Extract:

Determining pathogenicity and methyl bromide control of ginger Nematodes

The State of Queensland acting through the Department of Agriculture and Fisheries

  • Project code: PRJ-010078

  • Project stage: Closed

  • Project start date: Thursday, October 15, 2015

  • Project completion date: Tuesday, May 30, 2017

  • National Priority: GIN-High quality product and sustainable production systems


All Import Risk Assessment reports state that ‘Australia has general requirements for all fruit and vegetables, which require that consignments must be free of live insects, disease symptoms, trash, contaminant seeds and other debris on arrival in Australia’ (Australian Government, 2011). The live root-knot nematodes found in the consignments were identified by QDAFF staff as Meloidogyne arenaria, a species that has never been recorded on ginger in Australia, although it has been recorded on banana in Australia. Meloidogyne incognita and M. javanica are the root-knot nematode pests of ginger that have been recorded in Australia (Colbran, 1968; Stirling and Nikulin, 1998).

It is not known if the isolate of Meloidogyne arenaria detected in the ginger from Fiji is the same strain as previously recorded in Australia.



Research Organisation

The State of Queensland acting through the Department of Agriculture and Fisheries

Objective Summary

1) determine the pathogenicity of the Fijian strain of Meloidogyne arenaria compared to the Australian strain on ginger, and 2) determine an effective methyl bromide fumigation treatment that will safeguard the Australian ginger industry from the unwanted introduction of live plant-parasitic nematodes, such as Radopholus similis and Meloidogyne spp., on fresh ginger imports.

Excerpted data:

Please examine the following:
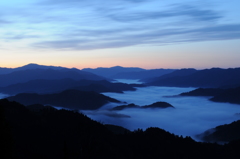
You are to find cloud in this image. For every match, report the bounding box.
[34,24,240,50]
[0,0,240,50]
[109,6,222,22]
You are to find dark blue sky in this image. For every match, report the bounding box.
[0,0,240,68]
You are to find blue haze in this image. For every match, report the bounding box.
[84,79,240,138]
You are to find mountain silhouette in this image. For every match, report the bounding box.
[111,102,174,110]
[197,120,240,143]
[7,90,120,110]
[180,88,225,96]
[82,66,174,79]
[0,78,143,95]
[0,63,66,74]
[210,87,240,104]
[0,69,105,87]
[0,99,240,159]
[147,68,240,88]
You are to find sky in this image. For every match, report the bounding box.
[0,0,240,69]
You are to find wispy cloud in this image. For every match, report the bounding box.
[0,0,240,50]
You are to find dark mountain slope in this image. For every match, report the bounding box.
[0,69,104,87]
[210,87,240,104]
[0,99,239,159]
[0,79,139,95]
[148,68,240,88]
[111,102,174,110]
[199,120,240,142]
[7,90,120,110]
[110,69,175,79]
[0,63,66,74]
[180,88,225,96]
[82,66,144,78]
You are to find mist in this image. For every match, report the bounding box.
[84,79,240,139]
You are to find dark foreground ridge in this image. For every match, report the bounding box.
[111,102,174,110]
[8,90,120,110]
[198,120,240,142]
[0,99,240,159]
[0,78,141,95]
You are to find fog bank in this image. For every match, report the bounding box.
[86,86,240,137]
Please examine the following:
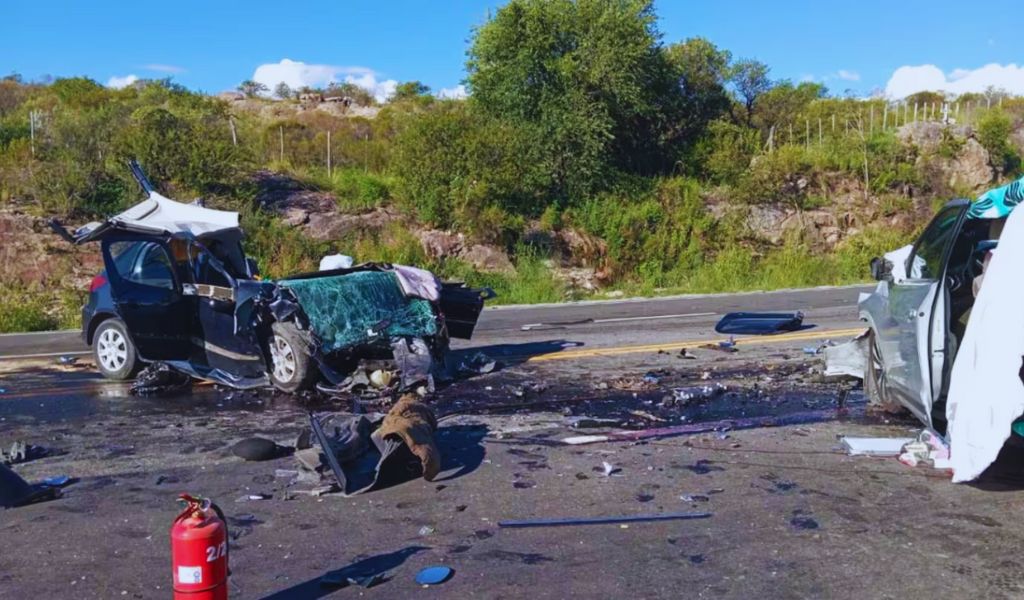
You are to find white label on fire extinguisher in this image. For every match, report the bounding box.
[178,566,203,584]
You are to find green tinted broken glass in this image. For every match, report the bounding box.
[279,271,437,352]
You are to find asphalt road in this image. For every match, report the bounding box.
[6,280,1024,600]
[0,286,871,359]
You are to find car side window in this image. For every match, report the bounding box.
[111,242,174,290]
[906,207,963,280]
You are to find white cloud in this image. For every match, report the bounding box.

Exercise details:
Answer these questions from the ginger nematode project text.
1. On what date did the project start?
2. Which root-knot nematode species did QDAFF staff identify in the consignments?
3. Which two root-knot nematodes have been recorded in Australia as pests of ginger?

Solution to this task:
1. Thursday, October 15, 2015
2. Meloidogyne arenaria
3. Meloidogyne incognita and M. javanica